Cela ne surprendra mes plus fidèles lecteurs: à mes yeux, l'atout numéro 1 du film reste la présence de Cate Blanchett dans le rôle principal. La belle Australienne échappe généralement aux critiques émises à l'égard du long-métrage lui-même. Son jeu tout en retenue fonctionne bien avec son personnage: il est probable qu'avant même de tourner, la comédienne se soit largement documentée sur celle dont elle endosse le costume - c'est ce qu'elle soulignait à l'époque pendant les interviews promotionnelles. Dans un souci de réalisme évident, les (rares) artistes non-irlandais qui ont planché sur le film ont choisi de tourner avec des acteurs-sosies des réels protagonistes de cette histoire vraie. Même si une partie des décors a été créée spécialement pour l'occasion, le tournage a eu lieu à Dublin, la ville venant renforcer ce sentiment d'authenticité. Veronica Guerin manque parfois de profondeur et pêche par quelques facilités hollywoodiennes. Il présente toutefois le mérite de rouvrir une page douloureuse des médias, sans pour autant oublier qu'il en existe d'autres. Pas de suspense là-dedans, mais une certaine distinction.

Veronica Guerin
Film américano-irlandais de Joel Schumacher (2003)
Lors de mon habituelle recherche sur les à-côtés du film, j'ai appris qu'un autre avait été tiré de cette histoire. Au vu de la bande annonce, When the sky falls - sans rapport avec James Bond - serait beaucoup plus tourné vers l'action que la réflexion. La journaliste "vedette" y a d'ailleurs changé de nom et s'appelle Sinead Hamilton. Maintenant, si vous cherchez un bon film sur le fonctionnement régulier des médias, je conseille plutôt Good night, and good luck.

## Lot d'enregistrements

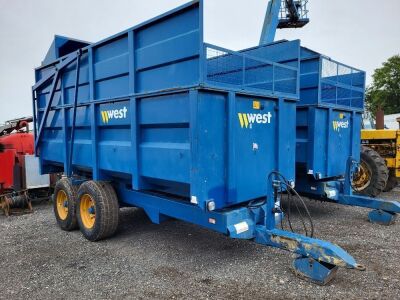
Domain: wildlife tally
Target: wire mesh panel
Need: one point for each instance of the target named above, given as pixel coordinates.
(248, 72)
(342, 85)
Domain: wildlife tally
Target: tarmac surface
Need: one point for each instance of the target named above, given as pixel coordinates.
(176, 260)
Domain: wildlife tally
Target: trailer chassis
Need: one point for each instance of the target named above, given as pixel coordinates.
(318, 260)
(340, 191)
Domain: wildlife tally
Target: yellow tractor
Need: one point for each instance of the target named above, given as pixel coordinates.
(380, 161)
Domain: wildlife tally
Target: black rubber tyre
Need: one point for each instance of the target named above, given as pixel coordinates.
(64, 204)
(378, 173)
(97, 210)
(392, 181)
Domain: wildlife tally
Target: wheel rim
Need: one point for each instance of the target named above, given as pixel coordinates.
(87, 211)
(363, 178)
(62, 205)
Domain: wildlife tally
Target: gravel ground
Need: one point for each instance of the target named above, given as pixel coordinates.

## Consignes
(1) Relevez dans la critique du film Veronica Guerin tout ce qui va de « Lors de mon » jusqu'à « and good luck. », sans rien changer.
(2) D'après la critique du film Veronica Guerin, dans quelle ville le tournage a-t-il eu lieu ?
Appuyez-vous uniquement sur l'extrait choisi.

## Réponses attendues
(1)
Lors de mon habituelle recherche sur les à-côtés du film, j'ai appris qu'un autre avait été tiré de cette histoire. Au vu de la bande annonce, When the sky falls - sans rapport avec James Bond - serait beaucoup plus tourné vers l'action que la réflexion. La journaliste "vedette" y a d'ailleurs changé de nom et s'appelle Sinead Hamilton. Maintenant, si vous cherchez un bon film sur le fonctionnement régulier des médias, je conseille plutôt Good night, and good luck.

(2) À Dublin.